━━ Entries shown ━━

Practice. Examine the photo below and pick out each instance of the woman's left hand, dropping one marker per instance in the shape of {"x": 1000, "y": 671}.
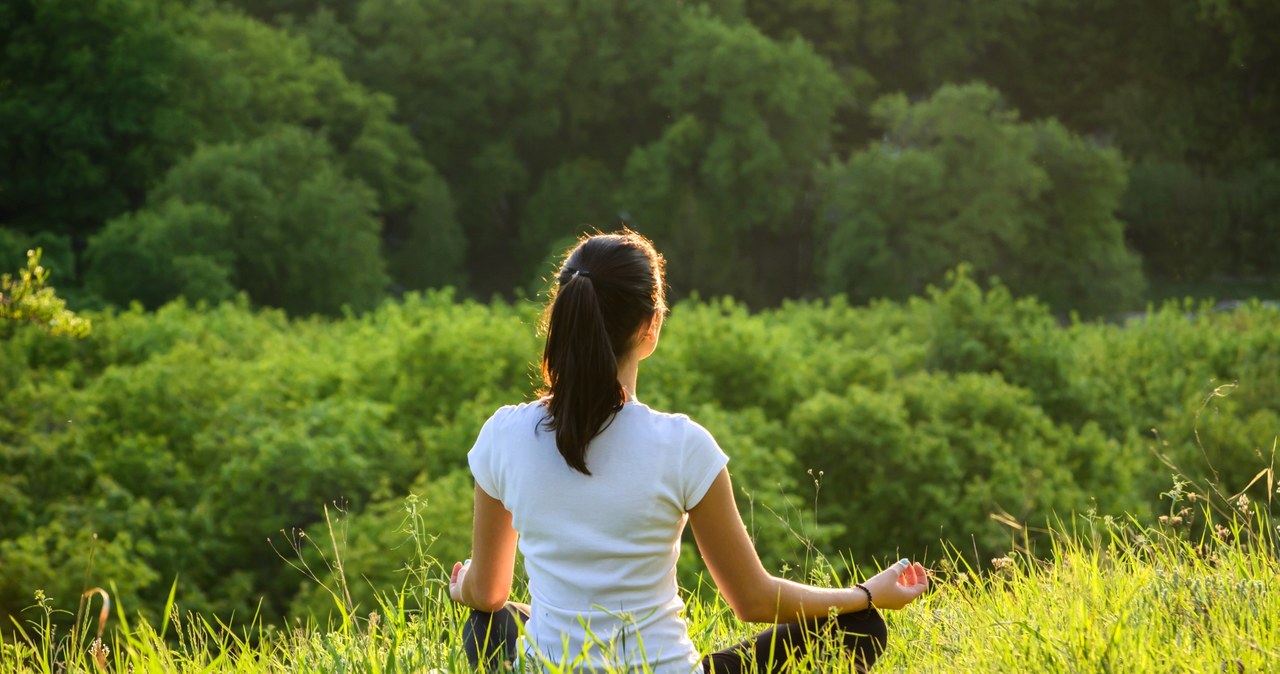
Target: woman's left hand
{"x": 460, "y": 572}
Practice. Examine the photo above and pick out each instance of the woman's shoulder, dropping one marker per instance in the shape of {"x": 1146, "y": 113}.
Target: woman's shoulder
{"x": 516, "y": 412}
{"x": 676, "y": 422}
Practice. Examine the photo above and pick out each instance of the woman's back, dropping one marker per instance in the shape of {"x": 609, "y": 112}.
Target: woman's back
{"x": 602, "y": 549}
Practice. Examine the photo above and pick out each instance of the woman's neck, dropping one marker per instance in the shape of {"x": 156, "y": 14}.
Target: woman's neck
{"x": 627, "y": 371}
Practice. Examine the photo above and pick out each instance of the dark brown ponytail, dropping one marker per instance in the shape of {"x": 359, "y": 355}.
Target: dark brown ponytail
{"x": 607, "y": 288}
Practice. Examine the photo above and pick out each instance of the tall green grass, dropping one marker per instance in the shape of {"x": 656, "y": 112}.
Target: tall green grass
{"x": 1197, "y": 590}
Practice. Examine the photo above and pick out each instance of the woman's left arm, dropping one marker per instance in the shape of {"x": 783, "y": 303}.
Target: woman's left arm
{"x": 484, "y": 582}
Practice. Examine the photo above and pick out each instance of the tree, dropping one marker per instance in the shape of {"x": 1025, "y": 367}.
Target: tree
{"x": 274, "y": 216}
{"x": 83, "y": 119}
{"x": 960, "y": 179}
{"x": 27, "y": 298}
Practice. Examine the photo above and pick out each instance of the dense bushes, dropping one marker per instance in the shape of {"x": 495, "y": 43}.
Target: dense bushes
{"x": 190, "y": 438}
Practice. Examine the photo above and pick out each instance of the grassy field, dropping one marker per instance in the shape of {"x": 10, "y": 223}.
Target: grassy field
{"x": 1196, "y": 591}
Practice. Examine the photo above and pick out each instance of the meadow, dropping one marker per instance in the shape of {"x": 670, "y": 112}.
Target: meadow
{"x": 1111, "y": 595}
{"x": 261, "y": 493}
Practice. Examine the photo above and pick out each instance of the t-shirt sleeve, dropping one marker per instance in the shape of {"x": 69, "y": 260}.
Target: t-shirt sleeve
{"x": 483, "y": 459}
{"x": 703, "y": 462}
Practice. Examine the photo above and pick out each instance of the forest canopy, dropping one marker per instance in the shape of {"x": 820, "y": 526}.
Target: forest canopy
{"x": 321, "y": 155}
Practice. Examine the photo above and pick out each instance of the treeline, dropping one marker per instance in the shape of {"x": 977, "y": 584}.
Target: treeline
{"x": 204, "y": 445}
{"x": 319, "y": 155}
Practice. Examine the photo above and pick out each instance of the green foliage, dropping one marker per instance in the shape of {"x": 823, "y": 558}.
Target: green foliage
{"x": 959, "y": 179}
{"x": 1193, "y": 225}
{"x": 1107, "y": 592}
{"x": 83, "y": 118}
{"x": 273, "y": 216}
{"x": 27, "y": 298}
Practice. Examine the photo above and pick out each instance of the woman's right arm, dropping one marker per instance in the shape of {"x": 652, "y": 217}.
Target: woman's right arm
{"x": 760, "y": 597}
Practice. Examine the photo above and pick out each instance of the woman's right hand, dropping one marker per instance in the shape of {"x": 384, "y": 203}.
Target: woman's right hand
{"x": 899, "y": 585}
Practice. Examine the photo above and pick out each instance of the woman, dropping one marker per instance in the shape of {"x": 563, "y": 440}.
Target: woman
{"x": 598, "y": 486}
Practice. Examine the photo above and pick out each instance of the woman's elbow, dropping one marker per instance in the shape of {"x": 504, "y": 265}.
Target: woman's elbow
{"x": 487, "y": 600}
{"x": 489, "y": 606}
{"x": 754, "y": 608}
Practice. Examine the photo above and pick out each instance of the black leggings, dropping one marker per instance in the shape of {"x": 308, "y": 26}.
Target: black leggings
{"x": 863, "y": 636}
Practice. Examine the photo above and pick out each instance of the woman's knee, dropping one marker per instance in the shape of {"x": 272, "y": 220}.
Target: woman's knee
{"x": 864, "y": 633}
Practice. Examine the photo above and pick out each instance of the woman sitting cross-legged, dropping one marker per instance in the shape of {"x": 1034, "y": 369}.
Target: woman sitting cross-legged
{"x": 595, "y": 486}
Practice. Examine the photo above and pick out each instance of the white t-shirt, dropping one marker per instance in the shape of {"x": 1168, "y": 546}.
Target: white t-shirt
{"x": 600, "y": 550}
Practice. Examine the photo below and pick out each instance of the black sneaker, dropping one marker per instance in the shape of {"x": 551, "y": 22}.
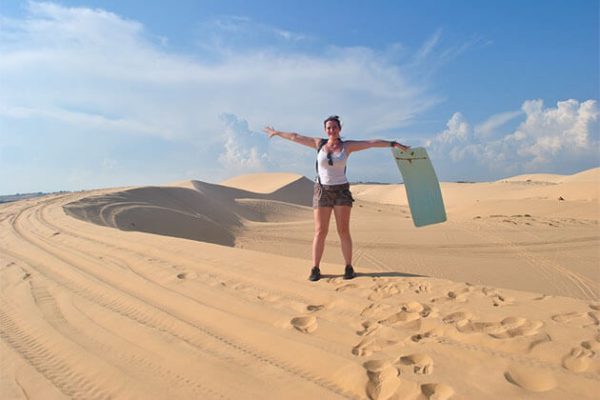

━━━

What to produce:
Locate every line in the entries above that contains the string "tall" and copy each of those lines.

Final answer:
Practice. Examine the photo above and pick out each instance of the tall green grass, dropping one marker per instance in the shape of {"x": 656, "y": 112}.
Target: tall green grass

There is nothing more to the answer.